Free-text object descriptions

'''

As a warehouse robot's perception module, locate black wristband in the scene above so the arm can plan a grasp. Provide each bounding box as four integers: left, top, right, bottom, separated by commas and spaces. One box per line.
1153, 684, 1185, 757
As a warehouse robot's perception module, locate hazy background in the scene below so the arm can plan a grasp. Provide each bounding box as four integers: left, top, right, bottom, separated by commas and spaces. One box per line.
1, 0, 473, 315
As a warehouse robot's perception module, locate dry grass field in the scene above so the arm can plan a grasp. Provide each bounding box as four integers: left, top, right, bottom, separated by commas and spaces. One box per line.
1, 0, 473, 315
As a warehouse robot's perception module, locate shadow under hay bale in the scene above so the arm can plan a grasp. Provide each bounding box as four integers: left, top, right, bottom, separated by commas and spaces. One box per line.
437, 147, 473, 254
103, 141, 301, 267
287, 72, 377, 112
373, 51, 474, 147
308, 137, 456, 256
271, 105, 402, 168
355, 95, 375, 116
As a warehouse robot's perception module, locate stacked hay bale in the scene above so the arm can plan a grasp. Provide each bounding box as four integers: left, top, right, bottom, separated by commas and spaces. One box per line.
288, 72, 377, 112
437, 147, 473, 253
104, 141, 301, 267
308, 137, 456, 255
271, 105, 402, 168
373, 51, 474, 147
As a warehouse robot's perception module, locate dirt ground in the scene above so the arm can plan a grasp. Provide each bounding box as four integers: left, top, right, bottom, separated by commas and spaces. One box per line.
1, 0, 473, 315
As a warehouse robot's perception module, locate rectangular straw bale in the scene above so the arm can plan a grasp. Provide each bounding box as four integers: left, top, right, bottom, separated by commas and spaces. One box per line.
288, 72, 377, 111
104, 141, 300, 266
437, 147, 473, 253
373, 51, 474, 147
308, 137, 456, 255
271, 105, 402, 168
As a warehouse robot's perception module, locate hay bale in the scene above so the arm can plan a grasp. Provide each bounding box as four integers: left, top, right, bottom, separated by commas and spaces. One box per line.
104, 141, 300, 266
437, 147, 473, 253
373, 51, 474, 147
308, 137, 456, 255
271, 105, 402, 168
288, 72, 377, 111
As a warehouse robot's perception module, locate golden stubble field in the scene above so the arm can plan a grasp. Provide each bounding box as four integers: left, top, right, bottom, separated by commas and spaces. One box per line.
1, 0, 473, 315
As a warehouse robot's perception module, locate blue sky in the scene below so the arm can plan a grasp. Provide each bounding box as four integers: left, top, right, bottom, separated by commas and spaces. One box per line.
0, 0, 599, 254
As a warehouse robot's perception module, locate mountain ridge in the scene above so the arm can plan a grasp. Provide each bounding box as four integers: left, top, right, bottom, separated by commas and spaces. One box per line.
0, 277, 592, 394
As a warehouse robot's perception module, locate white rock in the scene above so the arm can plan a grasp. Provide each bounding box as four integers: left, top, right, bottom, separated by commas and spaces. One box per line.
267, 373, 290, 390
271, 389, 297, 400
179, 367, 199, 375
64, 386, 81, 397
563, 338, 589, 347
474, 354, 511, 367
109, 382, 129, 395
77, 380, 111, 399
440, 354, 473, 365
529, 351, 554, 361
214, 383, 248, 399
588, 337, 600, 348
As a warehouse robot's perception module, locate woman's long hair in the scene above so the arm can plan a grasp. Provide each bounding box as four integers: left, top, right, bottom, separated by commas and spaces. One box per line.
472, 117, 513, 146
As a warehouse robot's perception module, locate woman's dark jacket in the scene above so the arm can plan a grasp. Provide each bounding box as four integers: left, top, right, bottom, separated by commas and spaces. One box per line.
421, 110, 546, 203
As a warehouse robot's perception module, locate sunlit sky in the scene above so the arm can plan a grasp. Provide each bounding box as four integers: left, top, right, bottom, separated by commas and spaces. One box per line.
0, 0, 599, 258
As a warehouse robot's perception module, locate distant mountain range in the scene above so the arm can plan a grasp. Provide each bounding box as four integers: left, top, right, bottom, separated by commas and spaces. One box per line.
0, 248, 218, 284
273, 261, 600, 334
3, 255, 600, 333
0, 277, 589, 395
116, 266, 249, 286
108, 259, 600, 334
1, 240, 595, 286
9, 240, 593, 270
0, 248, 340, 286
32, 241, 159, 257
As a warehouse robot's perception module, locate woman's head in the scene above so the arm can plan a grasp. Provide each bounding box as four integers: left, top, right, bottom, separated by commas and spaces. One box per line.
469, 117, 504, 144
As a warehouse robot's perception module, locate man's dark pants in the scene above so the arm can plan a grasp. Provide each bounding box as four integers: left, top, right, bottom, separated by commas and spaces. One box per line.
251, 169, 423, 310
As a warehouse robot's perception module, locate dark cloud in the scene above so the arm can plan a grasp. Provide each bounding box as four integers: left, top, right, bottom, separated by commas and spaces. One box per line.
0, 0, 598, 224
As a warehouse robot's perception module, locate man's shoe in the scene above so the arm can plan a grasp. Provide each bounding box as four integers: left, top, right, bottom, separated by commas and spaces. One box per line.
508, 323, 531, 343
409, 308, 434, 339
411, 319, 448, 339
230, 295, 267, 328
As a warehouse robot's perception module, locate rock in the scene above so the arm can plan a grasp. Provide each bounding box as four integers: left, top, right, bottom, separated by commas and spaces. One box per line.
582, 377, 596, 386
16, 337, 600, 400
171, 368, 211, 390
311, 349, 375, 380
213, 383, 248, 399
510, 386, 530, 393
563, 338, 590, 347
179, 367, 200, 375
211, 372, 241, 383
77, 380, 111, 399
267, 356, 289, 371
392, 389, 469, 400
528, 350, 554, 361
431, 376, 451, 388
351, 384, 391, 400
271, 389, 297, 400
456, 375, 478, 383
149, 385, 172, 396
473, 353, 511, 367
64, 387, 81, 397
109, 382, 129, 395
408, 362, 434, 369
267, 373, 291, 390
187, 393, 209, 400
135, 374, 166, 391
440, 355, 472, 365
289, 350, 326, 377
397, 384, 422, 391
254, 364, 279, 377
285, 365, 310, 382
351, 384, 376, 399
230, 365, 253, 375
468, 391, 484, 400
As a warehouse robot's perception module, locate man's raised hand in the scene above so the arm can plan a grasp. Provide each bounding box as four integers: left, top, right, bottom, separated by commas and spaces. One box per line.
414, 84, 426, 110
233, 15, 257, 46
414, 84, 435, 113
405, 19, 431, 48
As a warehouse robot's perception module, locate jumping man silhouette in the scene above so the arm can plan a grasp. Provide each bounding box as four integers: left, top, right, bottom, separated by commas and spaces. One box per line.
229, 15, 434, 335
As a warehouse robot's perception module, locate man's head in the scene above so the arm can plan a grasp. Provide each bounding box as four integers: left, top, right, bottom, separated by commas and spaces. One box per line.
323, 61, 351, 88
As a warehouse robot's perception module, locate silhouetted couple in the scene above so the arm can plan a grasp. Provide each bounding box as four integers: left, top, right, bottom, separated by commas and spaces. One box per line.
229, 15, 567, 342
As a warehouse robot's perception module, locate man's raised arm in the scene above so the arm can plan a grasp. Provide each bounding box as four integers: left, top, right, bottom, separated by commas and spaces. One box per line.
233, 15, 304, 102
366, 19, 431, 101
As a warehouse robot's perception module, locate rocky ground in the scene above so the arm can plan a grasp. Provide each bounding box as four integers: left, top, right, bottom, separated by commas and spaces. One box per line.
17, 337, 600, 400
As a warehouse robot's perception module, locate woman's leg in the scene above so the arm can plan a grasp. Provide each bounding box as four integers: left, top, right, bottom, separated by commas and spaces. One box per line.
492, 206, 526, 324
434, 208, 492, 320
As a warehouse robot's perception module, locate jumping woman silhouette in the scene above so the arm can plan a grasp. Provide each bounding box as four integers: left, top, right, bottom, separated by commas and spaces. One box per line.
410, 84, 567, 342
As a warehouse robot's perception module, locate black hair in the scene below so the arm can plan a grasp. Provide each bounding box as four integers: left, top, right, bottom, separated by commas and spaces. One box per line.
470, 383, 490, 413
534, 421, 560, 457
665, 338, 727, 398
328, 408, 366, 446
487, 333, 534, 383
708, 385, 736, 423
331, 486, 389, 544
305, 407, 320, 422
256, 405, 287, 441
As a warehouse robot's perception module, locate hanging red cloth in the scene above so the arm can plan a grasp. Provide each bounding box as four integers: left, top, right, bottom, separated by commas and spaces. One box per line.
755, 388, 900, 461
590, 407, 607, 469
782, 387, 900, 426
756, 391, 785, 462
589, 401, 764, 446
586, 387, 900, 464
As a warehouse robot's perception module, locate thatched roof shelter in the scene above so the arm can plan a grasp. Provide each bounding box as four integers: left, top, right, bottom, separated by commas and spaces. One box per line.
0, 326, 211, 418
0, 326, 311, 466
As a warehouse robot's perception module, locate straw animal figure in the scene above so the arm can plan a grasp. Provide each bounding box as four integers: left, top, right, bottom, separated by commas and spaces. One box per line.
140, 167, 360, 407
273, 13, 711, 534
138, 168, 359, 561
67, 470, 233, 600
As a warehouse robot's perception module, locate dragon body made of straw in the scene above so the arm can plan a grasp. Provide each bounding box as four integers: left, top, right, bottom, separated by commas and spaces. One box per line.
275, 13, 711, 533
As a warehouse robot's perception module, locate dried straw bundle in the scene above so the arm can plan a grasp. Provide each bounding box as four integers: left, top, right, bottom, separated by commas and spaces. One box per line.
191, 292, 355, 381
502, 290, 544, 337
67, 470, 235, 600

'''

What to work on:
Output the lines from the one with "As a warehouse robot's perception module, locate straw" through the end of the records above, exactly, including both ends, and nothing besides.

Task response:
As a warehouse robot's perception module, locate straw animal figure in the scene above so the arm can plan a grasp. Provide each bounding box as four integers: left, top, right, bottom, separated by commas and spaces. One box per line.
140, 167, 360, 407
273, 13, 711, 534
138, 168, 359, 561
67, 470, 233, 600
As a warehouse robot's perception module, locate dragon body made of straw in the scene above so the arm can plan a grasp. Provide each bounding box as four integers: left, top, right, bottom, separated by commas and spaces. One box per line.
275, 13, 711, 533
As a warehouse robot's perception module, locate dried straw bundle in the scene above so the arm can plan a grasp. Provide each bounding box as four integers: left, top, right, bottom, separated by commas and spaces. One box per line.
191, 292, 355, 381
502, 290, 544, 337
67, 470, 235, 600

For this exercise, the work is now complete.